[Items from a labeling collection]
'''
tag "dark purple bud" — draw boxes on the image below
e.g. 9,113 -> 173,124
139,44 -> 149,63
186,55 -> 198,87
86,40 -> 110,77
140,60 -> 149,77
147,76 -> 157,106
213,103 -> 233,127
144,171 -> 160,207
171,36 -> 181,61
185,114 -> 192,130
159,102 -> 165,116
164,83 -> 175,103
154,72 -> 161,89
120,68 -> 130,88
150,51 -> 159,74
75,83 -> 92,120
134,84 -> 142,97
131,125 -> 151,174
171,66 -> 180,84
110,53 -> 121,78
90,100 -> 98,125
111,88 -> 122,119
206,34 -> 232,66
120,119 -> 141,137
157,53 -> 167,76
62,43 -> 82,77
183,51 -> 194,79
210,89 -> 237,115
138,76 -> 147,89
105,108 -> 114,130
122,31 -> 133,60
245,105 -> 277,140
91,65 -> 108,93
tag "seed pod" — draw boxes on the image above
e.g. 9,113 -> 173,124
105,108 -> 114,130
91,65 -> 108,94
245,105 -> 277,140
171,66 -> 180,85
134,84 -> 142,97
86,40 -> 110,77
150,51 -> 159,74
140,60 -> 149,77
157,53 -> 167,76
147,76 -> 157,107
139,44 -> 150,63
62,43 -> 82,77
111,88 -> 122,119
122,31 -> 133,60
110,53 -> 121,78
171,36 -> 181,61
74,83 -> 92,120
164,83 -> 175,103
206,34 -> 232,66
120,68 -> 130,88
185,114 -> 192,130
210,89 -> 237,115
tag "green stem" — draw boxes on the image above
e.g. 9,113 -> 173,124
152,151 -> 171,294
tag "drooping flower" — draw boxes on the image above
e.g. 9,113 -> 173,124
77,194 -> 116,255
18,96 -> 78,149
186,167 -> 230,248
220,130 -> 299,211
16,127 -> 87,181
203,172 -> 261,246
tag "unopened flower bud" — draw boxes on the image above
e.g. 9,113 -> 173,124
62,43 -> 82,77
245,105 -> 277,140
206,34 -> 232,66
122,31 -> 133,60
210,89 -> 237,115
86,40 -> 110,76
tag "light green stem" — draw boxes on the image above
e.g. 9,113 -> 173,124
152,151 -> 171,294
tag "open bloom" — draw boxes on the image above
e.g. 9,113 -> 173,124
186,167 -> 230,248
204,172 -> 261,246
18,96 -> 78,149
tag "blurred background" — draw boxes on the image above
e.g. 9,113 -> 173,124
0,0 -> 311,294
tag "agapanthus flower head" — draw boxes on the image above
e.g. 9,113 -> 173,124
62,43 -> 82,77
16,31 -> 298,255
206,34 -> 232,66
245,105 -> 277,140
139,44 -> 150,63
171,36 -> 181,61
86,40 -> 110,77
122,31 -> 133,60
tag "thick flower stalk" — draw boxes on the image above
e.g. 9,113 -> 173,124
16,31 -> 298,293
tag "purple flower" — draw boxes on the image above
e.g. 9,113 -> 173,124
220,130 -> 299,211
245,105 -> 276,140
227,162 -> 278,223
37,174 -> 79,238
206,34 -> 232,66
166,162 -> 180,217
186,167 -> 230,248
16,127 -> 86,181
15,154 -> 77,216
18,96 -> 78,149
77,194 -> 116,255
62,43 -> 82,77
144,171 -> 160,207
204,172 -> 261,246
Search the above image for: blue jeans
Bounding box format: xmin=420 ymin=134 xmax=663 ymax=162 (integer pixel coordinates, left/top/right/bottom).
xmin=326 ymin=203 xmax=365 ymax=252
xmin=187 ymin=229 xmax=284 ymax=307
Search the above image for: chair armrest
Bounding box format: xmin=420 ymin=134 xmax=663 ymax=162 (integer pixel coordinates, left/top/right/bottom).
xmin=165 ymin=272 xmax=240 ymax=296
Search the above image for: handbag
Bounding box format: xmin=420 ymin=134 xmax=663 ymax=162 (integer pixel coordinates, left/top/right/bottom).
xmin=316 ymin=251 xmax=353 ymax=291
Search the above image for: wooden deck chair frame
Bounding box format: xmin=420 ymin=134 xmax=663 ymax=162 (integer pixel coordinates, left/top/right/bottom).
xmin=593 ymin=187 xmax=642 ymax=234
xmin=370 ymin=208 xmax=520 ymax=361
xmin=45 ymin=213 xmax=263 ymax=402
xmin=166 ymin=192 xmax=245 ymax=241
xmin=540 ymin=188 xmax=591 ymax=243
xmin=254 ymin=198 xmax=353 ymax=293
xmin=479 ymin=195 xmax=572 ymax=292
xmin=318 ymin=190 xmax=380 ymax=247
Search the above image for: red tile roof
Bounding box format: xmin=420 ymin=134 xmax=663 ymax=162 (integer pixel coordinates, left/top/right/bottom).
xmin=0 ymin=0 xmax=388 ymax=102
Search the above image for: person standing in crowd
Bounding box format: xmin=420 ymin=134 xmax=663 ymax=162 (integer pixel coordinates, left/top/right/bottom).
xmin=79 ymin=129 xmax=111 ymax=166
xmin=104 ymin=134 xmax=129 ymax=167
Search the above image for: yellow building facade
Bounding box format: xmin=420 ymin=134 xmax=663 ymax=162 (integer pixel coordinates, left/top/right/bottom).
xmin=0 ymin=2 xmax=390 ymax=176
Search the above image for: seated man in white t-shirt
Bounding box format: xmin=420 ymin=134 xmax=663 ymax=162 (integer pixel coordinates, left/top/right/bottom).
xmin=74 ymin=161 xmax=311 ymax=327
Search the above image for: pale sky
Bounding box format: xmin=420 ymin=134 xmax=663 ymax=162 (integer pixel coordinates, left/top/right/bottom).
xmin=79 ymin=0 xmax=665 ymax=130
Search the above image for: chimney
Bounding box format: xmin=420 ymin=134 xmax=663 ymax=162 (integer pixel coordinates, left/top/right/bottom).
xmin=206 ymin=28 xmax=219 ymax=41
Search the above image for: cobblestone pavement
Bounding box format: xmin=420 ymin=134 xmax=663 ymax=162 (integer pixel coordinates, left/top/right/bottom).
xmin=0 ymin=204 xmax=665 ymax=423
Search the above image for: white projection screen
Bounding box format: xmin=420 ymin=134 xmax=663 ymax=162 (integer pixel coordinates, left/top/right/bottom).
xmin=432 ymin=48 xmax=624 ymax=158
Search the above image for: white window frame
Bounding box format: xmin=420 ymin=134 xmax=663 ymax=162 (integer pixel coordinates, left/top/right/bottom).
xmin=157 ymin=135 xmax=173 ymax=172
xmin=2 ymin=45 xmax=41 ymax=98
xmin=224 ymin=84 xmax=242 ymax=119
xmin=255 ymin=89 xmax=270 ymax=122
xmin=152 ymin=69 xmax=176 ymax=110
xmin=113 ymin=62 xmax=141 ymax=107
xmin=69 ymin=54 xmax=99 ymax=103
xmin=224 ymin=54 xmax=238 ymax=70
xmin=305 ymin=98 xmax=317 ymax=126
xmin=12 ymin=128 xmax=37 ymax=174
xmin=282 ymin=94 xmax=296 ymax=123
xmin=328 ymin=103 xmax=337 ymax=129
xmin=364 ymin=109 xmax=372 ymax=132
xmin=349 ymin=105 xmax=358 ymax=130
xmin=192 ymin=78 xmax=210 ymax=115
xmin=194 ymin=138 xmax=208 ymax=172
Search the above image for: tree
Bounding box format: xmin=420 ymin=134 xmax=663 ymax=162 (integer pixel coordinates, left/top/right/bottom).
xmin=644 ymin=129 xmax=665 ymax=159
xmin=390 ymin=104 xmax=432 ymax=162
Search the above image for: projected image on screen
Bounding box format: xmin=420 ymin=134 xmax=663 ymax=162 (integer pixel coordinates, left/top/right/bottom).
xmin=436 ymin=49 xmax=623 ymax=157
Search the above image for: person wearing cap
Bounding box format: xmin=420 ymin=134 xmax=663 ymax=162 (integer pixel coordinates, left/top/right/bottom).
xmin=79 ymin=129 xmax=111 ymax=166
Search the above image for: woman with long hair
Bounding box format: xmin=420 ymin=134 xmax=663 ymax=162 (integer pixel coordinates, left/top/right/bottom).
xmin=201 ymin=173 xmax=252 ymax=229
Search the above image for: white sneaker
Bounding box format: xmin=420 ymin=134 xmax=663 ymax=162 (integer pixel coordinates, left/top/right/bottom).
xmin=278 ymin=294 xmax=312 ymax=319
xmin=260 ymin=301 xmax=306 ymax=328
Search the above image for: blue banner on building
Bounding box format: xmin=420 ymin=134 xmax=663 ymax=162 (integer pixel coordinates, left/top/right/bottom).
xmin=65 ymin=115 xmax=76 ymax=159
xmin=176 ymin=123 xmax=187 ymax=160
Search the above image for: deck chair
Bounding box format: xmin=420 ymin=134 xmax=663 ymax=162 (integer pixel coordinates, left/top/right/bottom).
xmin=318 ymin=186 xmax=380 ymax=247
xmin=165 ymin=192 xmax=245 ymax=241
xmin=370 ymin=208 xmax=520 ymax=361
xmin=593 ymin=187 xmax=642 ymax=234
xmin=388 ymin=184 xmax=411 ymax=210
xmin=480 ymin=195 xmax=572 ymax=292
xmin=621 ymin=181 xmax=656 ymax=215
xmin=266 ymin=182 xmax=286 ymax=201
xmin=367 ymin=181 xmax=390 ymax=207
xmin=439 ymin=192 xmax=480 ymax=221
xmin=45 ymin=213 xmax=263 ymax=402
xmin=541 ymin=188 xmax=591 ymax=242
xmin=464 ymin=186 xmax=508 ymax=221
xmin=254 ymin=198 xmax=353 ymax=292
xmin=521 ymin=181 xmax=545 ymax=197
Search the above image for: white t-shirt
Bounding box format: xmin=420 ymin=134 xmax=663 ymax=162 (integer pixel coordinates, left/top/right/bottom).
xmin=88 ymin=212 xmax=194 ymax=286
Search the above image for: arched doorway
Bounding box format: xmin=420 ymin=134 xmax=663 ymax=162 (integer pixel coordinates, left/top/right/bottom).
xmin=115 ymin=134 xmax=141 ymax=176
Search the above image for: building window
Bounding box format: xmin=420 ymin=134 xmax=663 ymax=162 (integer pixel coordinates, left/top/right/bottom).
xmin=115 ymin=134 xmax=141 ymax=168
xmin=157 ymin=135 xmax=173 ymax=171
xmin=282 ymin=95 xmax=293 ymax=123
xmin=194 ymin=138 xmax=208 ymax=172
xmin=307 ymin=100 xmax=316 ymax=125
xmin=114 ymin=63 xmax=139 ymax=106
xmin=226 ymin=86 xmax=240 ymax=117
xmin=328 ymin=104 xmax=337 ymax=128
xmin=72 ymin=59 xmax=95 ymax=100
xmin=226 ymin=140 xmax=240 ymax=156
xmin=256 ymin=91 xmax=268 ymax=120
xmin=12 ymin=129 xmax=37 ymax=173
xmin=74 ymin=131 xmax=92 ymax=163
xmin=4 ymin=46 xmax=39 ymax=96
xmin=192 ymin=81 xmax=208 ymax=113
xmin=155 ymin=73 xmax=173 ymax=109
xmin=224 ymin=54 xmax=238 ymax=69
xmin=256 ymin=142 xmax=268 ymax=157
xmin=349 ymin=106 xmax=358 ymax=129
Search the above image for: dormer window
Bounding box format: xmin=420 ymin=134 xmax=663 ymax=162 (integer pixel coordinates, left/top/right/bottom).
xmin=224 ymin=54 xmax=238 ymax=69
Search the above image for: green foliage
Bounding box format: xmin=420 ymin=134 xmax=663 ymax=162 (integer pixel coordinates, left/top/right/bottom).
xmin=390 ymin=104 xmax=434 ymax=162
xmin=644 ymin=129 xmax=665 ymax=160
'''
▶ [INSTRUCTIONS TO FOLLOW]
Copy out every line from the line with "Search the above image for: red tile roof" to the line with "xmin=104 ymin=134 xmax=129 ymax=167", keeping the wording of each line but shifting each box coordinate in the answers up by 86.

▶ [EXERCISE RESPONSE]
Search the above image for: red tile roof
Bounding box format: xmin=420 ymin=134 xmax=663 ymax=162 (integer pixel coordinates, left/top/right/bottom).
xmin=86 ymin=86 xmax=474 ymax=188
Search the above image for: person standing in crowd
Bounding box format: xmin=420 ymin=134 xmax=663 ymax=162 (integer pixel coordinates, left/top/right/bottom).
xmin=165 ymin=215 xmax=197 ymax=252
xmin=190 ymin=220 xmax=215 ymax=253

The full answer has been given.